Would you restate, exactly as they appear, the lines from the one containing "Mark the innermost point of each instance of the ladder" through the end of the data below?

— START OF Material —

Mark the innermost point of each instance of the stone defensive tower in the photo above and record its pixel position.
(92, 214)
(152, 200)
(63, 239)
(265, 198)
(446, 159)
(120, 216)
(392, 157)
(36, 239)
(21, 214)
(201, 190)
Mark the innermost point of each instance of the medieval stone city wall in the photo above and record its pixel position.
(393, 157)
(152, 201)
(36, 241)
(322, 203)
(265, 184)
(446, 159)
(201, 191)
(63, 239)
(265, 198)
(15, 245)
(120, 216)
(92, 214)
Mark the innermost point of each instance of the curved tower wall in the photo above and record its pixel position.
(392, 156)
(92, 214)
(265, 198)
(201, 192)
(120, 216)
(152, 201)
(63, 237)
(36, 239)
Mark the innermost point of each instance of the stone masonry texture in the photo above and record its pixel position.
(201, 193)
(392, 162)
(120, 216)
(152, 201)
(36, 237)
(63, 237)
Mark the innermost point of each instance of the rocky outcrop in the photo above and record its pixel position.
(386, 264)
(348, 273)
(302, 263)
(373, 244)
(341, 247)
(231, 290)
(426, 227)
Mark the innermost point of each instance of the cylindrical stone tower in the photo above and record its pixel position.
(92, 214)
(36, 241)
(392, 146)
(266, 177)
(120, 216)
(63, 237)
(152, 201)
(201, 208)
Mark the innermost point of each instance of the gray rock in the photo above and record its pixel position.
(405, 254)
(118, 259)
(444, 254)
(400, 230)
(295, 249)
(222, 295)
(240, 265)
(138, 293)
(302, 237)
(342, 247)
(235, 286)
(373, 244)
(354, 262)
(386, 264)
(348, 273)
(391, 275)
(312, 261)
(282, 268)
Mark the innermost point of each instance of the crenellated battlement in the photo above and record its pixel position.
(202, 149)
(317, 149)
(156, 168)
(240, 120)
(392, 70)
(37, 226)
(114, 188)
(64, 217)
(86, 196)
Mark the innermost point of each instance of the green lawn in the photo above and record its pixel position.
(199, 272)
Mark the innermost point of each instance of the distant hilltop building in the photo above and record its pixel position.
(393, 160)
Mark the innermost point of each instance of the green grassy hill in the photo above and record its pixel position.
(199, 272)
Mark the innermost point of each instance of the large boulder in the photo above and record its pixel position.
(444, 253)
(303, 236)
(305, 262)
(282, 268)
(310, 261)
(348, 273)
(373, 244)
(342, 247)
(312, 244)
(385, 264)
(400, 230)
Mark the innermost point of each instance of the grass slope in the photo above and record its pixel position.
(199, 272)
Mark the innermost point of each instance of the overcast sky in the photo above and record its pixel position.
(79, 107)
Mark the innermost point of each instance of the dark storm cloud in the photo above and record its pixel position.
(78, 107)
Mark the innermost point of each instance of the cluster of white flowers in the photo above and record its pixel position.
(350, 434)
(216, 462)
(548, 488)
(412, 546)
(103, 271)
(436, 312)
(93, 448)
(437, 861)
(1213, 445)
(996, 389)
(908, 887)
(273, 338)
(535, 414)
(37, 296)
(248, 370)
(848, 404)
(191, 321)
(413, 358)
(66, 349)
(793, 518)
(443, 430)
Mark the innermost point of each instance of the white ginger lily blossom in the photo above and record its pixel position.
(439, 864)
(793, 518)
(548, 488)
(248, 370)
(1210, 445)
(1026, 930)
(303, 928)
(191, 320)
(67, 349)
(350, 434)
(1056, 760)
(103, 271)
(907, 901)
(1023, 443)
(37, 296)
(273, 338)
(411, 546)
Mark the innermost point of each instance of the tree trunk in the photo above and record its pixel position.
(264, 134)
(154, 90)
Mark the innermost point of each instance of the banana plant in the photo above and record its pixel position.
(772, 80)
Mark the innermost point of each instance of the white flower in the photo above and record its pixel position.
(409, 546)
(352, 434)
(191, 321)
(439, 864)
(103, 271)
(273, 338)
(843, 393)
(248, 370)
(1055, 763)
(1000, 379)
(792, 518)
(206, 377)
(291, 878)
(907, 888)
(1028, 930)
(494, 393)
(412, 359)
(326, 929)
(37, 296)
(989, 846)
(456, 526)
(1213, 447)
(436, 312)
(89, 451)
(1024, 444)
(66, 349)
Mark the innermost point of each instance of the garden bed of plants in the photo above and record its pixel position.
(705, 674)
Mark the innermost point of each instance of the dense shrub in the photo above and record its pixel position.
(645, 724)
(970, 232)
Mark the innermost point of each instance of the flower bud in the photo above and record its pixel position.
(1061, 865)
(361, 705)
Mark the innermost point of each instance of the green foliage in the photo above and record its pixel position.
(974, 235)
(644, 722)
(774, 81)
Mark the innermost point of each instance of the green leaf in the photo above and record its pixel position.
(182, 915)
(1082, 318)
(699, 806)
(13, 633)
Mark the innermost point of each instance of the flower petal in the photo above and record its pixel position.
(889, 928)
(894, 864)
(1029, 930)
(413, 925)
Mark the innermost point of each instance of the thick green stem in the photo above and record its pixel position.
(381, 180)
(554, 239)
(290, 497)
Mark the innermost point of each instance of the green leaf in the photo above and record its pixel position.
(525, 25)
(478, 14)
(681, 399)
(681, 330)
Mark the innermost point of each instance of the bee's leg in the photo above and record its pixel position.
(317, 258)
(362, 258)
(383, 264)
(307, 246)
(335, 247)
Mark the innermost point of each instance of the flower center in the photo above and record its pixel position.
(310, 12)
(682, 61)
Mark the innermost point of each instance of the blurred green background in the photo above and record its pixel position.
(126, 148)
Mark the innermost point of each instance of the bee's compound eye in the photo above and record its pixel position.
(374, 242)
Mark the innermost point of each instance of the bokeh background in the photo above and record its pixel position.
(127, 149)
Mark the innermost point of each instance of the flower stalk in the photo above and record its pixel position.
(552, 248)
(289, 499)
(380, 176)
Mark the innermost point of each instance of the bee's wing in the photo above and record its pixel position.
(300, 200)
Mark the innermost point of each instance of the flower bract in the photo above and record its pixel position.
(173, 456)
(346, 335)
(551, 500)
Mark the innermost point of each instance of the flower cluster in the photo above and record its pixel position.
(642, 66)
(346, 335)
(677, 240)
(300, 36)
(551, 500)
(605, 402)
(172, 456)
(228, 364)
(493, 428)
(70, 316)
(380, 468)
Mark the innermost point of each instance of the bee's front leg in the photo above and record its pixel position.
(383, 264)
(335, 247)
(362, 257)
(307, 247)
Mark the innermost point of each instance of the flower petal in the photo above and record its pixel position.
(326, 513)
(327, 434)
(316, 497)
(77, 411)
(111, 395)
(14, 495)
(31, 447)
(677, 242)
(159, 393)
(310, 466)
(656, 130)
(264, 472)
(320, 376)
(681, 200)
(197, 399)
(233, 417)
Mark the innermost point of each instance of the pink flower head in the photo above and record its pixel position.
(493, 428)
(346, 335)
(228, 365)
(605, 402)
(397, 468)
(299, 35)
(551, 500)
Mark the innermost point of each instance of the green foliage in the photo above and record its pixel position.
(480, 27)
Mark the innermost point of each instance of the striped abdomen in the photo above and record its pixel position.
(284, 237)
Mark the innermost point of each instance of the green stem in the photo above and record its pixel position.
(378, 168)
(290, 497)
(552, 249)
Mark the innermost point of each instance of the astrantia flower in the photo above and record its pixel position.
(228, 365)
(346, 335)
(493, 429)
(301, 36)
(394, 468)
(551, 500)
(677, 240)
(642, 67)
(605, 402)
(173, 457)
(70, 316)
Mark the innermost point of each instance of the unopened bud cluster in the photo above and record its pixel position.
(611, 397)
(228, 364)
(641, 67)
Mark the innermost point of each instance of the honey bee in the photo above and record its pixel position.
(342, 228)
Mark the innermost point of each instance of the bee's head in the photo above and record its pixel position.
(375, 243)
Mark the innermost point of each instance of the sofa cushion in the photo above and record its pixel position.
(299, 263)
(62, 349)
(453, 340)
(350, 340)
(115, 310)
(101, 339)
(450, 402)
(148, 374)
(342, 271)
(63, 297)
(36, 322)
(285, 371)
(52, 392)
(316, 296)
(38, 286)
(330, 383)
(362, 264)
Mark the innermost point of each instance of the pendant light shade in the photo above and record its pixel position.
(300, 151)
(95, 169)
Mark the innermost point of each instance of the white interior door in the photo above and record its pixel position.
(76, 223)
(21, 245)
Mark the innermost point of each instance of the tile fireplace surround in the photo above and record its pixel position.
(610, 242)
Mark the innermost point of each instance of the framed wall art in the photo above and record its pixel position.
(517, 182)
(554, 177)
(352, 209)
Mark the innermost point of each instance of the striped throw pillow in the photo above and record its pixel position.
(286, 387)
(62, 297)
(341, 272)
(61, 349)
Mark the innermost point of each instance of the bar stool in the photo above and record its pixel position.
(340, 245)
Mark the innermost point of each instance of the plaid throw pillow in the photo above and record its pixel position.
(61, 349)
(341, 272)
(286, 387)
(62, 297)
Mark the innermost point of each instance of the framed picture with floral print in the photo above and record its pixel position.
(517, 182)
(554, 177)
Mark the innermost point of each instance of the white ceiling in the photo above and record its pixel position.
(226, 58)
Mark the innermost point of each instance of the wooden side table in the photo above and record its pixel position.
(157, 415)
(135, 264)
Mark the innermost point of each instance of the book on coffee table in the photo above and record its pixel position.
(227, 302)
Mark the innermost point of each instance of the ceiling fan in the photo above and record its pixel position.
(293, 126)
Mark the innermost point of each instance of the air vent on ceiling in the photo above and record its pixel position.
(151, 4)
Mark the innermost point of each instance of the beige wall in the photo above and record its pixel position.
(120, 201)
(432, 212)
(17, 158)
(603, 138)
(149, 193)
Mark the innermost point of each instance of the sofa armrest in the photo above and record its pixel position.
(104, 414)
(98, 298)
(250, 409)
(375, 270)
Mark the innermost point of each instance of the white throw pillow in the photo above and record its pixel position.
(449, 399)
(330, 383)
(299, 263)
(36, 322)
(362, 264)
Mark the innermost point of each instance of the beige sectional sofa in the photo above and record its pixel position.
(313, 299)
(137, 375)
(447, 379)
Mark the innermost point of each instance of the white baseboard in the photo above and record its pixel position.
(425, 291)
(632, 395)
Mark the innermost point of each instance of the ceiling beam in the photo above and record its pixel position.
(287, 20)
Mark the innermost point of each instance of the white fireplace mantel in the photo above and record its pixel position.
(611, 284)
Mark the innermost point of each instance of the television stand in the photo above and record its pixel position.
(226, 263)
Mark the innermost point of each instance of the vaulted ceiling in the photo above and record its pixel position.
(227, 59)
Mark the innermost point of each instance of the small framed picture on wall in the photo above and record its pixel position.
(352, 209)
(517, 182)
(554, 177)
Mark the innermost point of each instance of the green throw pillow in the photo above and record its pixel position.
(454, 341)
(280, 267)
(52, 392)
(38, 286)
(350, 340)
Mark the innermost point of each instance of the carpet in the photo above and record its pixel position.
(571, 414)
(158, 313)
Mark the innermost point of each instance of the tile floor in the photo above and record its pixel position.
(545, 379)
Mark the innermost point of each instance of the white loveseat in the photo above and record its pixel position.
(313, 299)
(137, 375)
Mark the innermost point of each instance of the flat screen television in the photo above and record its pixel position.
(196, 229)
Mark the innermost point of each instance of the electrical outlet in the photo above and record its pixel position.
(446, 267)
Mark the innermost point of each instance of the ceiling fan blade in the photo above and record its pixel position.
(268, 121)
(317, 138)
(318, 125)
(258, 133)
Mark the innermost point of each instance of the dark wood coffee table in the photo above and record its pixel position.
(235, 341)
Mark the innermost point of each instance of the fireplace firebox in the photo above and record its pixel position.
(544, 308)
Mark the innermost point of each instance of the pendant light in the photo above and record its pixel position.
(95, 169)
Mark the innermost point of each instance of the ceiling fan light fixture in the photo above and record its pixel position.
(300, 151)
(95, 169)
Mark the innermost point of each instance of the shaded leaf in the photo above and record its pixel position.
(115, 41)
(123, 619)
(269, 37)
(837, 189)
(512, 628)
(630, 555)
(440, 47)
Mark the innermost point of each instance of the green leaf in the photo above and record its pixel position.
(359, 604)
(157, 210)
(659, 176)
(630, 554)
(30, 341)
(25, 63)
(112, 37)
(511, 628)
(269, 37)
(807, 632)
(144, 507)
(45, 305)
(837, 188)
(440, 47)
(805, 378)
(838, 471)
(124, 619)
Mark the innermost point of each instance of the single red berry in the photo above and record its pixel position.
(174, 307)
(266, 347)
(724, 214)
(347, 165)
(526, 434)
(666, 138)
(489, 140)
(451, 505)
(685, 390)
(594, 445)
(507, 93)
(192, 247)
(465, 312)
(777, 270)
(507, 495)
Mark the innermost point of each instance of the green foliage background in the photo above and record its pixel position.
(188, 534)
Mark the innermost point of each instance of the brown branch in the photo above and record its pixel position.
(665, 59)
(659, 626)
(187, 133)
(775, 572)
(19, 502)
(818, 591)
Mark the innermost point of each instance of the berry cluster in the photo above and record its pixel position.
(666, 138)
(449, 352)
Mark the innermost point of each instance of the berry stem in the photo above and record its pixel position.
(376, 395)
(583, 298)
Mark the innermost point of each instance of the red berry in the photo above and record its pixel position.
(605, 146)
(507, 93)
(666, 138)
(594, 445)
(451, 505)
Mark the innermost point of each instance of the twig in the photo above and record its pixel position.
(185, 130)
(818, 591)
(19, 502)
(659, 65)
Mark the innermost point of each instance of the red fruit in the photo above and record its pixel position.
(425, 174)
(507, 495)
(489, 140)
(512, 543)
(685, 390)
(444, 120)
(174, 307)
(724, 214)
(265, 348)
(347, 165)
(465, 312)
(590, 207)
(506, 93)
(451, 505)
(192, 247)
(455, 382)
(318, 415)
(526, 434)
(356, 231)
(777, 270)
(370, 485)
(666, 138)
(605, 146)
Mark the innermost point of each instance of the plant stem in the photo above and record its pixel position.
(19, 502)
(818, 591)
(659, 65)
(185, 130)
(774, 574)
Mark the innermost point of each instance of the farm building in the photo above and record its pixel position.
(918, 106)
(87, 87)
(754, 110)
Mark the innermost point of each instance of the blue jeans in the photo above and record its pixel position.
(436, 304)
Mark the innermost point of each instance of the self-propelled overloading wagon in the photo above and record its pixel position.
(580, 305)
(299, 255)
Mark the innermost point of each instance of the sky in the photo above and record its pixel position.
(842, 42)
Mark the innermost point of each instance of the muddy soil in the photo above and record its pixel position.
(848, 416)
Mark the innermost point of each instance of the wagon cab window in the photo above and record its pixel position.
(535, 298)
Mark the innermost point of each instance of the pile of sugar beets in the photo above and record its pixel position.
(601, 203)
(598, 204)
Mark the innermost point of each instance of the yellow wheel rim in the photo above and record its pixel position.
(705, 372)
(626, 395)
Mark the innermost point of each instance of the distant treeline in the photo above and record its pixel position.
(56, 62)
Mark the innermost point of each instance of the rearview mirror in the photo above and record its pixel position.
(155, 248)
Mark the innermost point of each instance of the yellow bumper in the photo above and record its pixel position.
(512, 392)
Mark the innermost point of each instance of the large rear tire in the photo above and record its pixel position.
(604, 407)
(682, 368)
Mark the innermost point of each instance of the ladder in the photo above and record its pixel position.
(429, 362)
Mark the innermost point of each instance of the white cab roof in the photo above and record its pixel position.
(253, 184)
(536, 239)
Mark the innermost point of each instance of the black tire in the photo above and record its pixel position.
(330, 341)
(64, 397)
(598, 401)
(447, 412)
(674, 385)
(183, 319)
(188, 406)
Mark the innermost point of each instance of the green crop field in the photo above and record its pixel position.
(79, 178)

— END OF Material —

• [Solution]:
Mark the innermost point of each instance of the ladder in the photo above and record its pixel position.
(429, 362)
Mark the innermost point of each instance of the white cab roof in the photo above and record its pixel position.
(253, 184)
(536, 239)
Mark the innermost point of each instance of the black tire in the photo above and record its pixel position.
(330, 341)
(64, 397)
(598, 401)
(447, 412)
(674, 385)
(183, 319)
(188, 406)
Mark the innermost point of each instance of the green crop field in the photo above and record its pixel position.
(79, 178)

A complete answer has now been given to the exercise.